Answer these from the winter photography article:
(a) What two topics did the earlier part of the series cover?
(b) Which four conditions does the article say winters usually bring?
(c) What can happen to snow in a photo if you aren't careful?

> _PROVIDED PASSAGE_:
....................
Tag: snow

Winter Photography: Part Two – Photographing

Previously, we discussed how to take care of your gear during the winter, and how to prepare for winter shoots. In this article we will go in depth on shooting during the winter; specifically, we will address some common scenarios and how to tackle those, plus some tips and tricks.

One general thing to know about winter (especially if there is snow) is that it requires a bit more attention when photographing. Winters usually mean fog, mist, haze, and snow. All of those, if you aren’t careful, will ruin the shot. The snow itself won’t ruin the shot, but if you aren’t careful you can easily overexpose it and lose the definition of its texture.
....................
> _STORED ROWS_:

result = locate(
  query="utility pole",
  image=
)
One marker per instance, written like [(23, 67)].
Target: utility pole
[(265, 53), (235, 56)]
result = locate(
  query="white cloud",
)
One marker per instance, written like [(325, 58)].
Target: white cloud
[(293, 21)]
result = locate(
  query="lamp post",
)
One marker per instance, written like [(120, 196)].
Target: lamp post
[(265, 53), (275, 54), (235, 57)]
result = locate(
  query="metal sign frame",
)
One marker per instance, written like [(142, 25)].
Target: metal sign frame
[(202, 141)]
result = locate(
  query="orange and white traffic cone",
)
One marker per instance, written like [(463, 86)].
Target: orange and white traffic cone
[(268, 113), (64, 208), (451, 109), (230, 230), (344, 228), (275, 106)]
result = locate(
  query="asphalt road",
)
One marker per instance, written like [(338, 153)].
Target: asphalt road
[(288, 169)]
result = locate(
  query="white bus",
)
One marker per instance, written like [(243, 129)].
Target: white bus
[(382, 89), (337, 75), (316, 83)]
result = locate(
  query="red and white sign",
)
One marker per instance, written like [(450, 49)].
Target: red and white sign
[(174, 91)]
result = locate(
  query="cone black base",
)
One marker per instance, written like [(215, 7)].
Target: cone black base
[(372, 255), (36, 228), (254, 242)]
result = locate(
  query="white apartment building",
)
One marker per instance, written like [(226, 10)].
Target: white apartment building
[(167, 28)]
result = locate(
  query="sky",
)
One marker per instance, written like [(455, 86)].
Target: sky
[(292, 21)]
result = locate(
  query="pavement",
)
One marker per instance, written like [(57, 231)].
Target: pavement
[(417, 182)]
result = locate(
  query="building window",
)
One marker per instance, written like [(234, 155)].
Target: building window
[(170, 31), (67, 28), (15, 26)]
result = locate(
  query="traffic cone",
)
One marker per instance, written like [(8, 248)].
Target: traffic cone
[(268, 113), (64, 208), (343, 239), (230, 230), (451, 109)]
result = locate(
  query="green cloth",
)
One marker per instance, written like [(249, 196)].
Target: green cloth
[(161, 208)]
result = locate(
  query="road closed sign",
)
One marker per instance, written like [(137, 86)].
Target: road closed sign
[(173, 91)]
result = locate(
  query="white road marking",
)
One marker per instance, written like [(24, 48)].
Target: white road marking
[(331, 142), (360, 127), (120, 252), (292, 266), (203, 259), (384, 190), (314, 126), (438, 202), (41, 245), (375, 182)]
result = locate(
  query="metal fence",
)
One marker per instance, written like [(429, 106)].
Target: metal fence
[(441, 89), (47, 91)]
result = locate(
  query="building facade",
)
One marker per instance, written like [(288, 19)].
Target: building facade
....................
> _SOLUTION TO THIS PROBLEM_:
(a) How to take care of your gear during the winter, and how to prepare for winter shoots.
(b) Fog, mist, haze, and snow.
(c) You can easily overexpose it and lose the definition of its texture.